◆ Task instructions ◆
1. In the text on hi-fi journalism, rewrite the part that opens with the words containing "Footnote 10: Which" and closes with "The way forward?", putting "listener" in place of "reader".
2. Find every line in the entries that contains the word "background" and copy each one out; match case exactly.

◆ Text ◆
START

Footnote 10: Which brings to mind J. Gordon Holt's famous "Down With Flat!" essay.
In my estimation, the writing style that prevails in current hi-fi journalism is an attempt to describe the sonic presentation as an abstraction from the listening experience, in an attempt to produce results that do not depend on a certain kind of music, but can be related to the perceived requirements of a given style of music. If a review states that a speaker has abrasive highs, it matters little if this observation was made while listening to massed violins or to a rock guitar. The assumption is that the reader then translates this observation to his own listening experience and decides if this particular aspect of music reproduction is important to his enjoyment of music or not.
But how do we know this assumption is true?
The way forward?
This article would be pretty pointless if it didn't at least try to find a way out of the dilemma we have brought upon ourselves. A magazine, after all, has to be useful (and entertaining) to its readers if it wants to survive. Here's the question we have to answer: Are there aspects of sound that are more important for emotional appreciation than others, and if so, which? It's clear that, however much I have derided sound per se up to now, somehow emotional response must be related to the waveform of the sound reaching our ears. There is no secret medium other than sound emanating from our speakers.

END

◆ Recorded information ◆
START

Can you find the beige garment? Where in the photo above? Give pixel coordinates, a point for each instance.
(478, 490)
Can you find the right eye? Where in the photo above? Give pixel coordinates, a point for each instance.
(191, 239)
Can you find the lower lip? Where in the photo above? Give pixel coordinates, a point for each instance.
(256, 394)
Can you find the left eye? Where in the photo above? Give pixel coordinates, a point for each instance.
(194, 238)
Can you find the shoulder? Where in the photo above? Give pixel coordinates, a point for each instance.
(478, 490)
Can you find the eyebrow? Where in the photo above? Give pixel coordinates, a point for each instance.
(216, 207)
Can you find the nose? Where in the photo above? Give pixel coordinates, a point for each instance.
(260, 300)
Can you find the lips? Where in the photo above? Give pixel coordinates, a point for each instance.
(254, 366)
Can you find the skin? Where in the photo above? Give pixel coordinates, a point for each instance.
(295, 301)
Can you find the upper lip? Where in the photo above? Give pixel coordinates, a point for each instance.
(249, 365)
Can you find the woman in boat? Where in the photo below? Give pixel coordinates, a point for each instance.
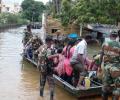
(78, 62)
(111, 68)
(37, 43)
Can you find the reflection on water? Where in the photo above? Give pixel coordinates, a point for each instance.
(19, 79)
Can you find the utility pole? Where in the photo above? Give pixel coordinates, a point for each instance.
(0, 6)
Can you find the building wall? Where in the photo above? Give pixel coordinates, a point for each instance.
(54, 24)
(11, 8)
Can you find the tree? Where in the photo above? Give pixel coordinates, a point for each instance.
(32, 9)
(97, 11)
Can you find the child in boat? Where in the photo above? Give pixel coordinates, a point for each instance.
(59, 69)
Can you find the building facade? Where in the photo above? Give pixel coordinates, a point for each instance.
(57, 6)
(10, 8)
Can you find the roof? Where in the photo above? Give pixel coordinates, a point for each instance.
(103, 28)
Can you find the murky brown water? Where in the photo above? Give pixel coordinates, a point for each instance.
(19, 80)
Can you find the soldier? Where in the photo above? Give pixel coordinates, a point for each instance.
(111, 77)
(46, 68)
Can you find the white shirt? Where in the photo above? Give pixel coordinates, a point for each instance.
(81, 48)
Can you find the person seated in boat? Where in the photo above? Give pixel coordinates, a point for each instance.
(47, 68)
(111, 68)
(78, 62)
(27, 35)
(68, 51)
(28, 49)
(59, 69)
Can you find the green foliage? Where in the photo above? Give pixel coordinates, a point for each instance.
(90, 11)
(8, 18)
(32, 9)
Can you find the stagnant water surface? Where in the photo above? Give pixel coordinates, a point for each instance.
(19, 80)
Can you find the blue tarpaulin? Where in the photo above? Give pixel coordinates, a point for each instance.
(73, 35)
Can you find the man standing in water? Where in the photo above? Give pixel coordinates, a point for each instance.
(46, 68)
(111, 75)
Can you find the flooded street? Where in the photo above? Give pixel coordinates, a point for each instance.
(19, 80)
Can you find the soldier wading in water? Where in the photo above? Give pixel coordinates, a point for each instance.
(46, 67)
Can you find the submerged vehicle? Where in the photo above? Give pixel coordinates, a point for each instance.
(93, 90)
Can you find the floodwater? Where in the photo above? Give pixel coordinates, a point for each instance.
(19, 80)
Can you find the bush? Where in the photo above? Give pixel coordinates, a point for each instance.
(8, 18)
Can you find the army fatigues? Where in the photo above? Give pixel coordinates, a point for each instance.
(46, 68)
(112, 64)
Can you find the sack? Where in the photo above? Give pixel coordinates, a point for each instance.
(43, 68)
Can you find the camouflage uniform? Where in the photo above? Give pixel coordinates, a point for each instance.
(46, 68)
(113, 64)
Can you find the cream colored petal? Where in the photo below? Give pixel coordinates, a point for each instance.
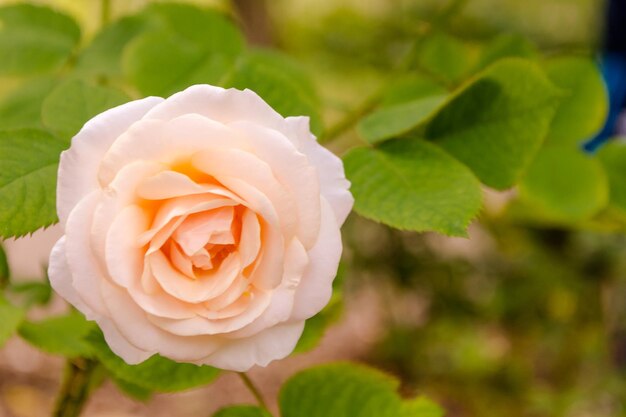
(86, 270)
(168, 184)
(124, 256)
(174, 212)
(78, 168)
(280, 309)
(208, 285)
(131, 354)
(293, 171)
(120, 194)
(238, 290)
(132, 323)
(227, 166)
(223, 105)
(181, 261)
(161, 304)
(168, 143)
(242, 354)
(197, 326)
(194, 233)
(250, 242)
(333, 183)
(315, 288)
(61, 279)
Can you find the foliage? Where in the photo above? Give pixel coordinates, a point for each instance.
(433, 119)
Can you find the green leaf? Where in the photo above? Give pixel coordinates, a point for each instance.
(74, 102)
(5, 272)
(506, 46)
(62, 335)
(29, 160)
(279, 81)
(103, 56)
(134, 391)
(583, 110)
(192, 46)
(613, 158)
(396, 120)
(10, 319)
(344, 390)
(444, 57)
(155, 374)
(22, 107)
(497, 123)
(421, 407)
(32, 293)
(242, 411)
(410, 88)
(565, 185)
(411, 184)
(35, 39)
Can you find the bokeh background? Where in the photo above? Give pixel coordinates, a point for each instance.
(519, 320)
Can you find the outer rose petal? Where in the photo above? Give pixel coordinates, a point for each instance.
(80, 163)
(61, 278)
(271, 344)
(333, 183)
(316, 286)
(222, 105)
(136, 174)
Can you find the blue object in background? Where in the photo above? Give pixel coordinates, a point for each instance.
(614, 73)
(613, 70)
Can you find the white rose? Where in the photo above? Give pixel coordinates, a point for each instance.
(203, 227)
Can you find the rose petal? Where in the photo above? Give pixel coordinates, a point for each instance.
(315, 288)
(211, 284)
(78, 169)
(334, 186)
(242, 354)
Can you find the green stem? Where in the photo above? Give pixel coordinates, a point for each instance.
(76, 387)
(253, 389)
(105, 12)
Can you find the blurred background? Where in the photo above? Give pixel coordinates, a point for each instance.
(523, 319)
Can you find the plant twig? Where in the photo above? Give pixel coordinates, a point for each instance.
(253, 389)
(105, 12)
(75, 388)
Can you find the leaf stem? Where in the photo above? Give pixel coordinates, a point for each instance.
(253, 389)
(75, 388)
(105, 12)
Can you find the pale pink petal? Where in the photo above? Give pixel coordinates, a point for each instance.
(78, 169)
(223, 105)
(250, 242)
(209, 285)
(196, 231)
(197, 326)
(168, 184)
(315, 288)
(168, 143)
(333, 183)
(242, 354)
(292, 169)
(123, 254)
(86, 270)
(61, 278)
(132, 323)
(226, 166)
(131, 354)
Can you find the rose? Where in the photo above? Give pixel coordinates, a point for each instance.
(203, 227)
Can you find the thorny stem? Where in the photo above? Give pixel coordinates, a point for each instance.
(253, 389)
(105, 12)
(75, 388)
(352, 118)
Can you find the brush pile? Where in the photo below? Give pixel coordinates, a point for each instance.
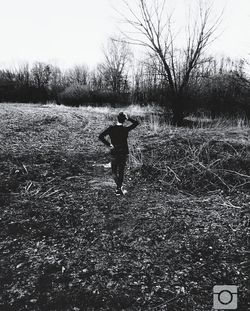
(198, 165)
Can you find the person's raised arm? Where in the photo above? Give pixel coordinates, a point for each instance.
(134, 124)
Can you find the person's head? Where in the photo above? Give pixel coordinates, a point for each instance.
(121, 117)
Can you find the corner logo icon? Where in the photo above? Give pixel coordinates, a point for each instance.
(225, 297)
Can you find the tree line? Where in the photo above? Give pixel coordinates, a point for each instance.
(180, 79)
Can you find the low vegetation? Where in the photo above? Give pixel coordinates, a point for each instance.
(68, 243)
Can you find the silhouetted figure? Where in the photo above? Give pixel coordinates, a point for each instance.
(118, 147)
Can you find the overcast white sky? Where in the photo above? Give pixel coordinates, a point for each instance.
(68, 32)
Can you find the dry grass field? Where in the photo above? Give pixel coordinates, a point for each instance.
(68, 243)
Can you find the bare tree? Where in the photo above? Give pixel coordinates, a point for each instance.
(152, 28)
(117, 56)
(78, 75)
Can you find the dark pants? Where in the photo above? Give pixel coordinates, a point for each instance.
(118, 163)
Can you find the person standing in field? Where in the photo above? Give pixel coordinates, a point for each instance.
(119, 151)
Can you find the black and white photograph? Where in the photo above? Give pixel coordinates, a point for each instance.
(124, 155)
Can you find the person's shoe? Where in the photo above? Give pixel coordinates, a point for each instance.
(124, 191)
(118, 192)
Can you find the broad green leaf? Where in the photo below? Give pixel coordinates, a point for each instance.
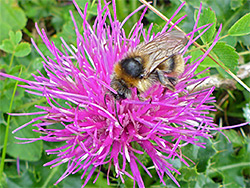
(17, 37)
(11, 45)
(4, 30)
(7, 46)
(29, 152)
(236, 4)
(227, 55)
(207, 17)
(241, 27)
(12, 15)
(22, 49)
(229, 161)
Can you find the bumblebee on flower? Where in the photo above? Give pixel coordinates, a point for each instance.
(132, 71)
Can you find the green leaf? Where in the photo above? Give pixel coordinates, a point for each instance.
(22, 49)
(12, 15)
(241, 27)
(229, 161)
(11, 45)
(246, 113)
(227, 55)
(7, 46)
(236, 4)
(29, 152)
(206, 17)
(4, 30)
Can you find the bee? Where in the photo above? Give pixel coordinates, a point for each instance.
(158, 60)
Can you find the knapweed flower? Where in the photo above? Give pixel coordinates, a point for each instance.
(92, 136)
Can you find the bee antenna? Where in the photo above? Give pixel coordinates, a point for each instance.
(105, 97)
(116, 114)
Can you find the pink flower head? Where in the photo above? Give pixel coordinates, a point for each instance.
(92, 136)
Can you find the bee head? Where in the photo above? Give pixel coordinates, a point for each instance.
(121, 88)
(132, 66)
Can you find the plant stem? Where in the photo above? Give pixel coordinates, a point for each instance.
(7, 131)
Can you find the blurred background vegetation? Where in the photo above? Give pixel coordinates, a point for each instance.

END
START

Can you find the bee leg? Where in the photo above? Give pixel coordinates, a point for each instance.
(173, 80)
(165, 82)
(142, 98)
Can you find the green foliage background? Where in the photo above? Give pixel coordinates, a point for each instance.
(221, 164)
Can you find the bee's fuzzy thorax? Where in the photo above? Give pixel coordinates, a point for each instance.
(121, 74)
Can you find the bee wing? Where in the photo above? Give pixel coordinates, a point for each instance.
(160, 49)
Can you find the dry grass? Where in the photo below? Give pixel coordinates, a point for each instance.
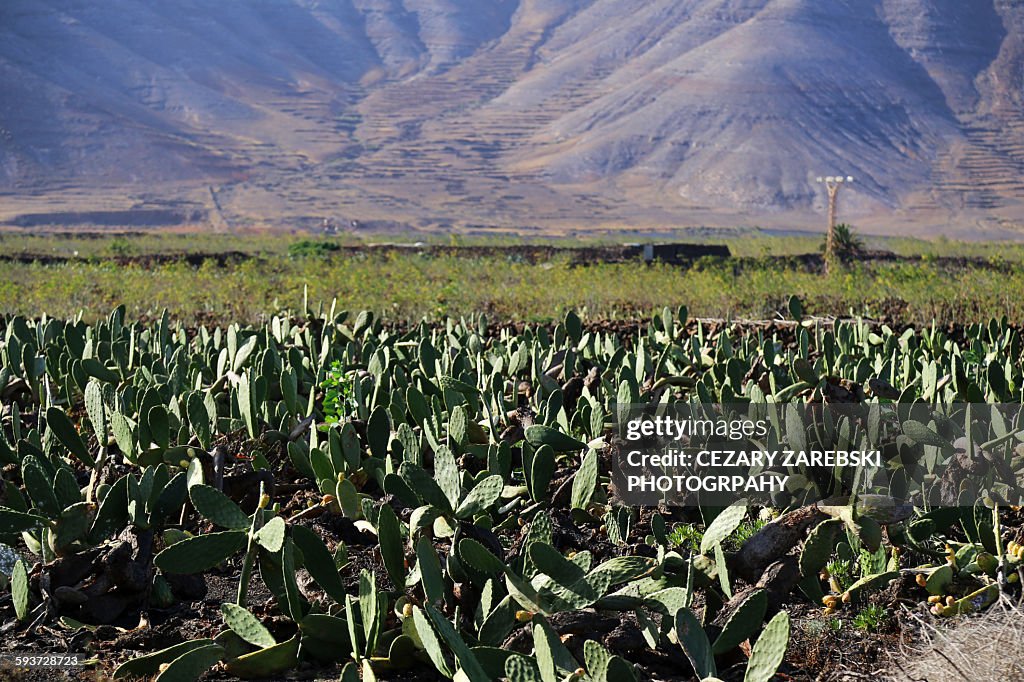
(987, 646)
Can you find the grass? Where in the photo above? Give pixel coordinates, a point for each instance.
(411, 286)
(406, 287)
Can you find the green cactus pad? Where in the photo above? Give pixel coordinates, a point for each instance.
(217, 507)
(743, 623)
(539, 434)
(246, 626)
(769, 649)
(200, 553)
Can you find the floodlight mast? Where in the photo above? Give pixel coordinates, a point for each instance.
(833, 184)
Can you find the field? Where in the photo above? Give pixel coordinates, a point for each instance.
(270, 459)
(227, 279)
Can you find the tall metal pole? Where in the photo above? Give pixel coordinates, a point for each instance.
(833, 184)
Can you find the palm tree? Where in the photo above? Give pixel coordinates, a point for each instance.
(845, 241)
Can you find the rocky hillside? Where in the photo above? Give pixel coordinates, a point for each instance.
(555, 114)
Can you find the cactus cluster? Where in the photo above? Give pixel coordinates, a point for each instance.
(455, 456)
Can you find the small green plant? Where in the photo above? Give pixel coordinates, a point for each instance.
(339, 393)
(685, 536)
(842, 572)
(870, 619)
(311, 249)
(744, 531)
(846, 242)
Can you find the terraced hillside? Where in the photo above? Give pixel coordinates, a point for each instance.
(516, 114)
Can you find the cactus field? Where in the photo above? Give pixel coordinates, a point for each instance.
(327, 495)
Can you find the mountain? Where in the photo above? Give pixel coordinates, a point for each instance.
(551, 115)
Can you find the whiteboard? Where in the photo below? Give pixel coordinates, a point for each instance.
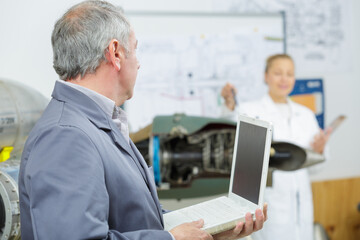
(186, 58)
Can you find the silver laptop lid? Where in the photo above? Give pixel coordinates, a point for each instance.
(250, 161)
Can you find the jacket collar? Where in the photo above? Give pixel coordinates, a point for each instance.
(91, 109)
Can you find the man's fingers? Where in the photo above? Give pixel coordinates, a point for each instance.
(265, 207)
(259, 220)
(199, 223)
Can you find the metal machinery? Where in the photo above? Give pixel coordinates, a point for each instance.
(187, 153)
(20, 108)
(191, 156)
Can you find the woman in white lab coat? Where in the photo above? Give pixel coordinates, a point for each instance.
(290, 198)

END
START

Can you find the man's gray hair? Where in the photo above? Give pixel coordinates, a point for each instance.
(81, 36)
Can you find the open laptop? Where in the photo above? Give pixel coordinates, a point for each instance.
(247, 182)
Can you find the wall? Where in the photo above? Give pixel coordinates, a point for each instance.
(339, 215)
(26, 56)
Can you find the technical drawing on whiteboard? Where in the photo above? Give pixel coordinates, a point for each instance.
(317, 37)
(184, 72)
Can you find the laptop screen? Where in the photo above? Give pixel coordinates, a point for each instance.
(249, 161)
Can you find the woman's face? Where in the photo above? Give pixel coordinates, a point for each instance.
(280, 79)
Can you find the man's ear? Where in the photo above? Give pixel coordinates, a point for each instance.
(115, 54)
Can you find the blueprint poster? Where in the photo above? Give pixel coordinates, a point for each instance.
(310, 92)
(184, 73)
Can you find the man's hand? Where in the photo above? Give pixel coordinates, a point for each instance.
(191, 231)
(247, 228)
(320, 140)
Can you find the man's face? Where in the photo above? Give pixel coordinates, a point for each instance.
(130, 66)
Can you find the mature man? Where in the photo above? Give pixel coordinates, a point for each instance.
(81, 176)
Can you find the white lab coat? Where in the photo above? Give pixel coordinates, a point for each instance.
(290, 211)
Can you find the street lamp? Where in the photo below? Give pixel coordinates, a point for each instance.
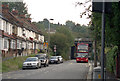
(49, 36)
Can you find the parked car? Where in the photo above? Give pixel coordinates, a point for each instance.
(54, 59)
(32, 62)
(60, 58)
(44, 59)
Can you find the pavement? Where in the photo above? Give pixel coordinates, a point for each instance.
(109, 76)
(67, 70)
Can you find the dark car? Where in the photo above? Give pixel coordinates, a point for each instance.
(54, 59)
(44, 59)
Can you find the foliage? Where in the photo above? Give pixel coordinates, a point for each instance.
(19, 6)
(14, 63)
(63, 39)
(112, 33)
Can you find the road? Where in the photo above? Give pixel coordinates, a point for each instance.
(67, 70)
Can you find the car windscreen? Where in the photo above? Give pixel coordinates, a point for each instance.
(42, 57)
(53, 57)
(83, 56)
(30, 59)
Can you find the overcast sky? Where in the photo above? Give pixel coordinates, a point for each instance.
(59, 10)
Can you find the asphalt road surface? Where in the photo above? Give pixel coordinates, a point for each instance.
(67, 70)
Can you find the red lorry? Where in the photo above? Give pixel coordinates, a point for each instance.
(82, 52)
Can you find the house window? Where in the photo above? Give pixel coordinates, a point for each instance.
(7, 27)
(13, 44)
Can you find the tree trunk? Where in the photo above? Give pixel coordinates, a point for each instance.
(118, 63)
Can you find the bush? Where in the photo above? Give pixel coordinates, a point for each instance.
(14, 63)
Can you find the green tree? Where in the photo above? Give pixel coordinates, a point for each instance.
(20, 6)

END

◆ Answers in order ◆
1.
Footnote 10: Which brings to mind J. Gordon Holt's famous "Down With Flat!" essay.
In my estimation, the writing style that prevails in current hi-fi journalism is an attempt to describe the sonic presentation as an abstraction from the listening experience, in an attempt to produce results that do not depend on a certain kind of music, but can be related to the perceived requirements of a given style of music. If a review states that a speaker has abrasive highs, it matters little if this observation was made while listening to massed violins or to a rock guitar. The assumption is that the listener then translates this observation to his own listening experience and decides if this particular aspect of music reproduction is important to his enjoyment of music or not.
But how do we know this assumption is true?
The way forward?

2.
Can you find the bokeh background? Where in the photo above? Give pixel coordinates, a point for each instance.
Can you find the blue object in background? Where in the photo above? Give pixel coordinates, a point for each instance.
Can you find the blurred background? Where in the photo above? Give pixel coordinates, a point for each instance.
Can you find the blurred background vegetation? Where in the photo above? Give pixel coordinates, a point for each instance.
Can you find the green foliage background? Where in the photo above? Give pixel coordinates, a point for each instance.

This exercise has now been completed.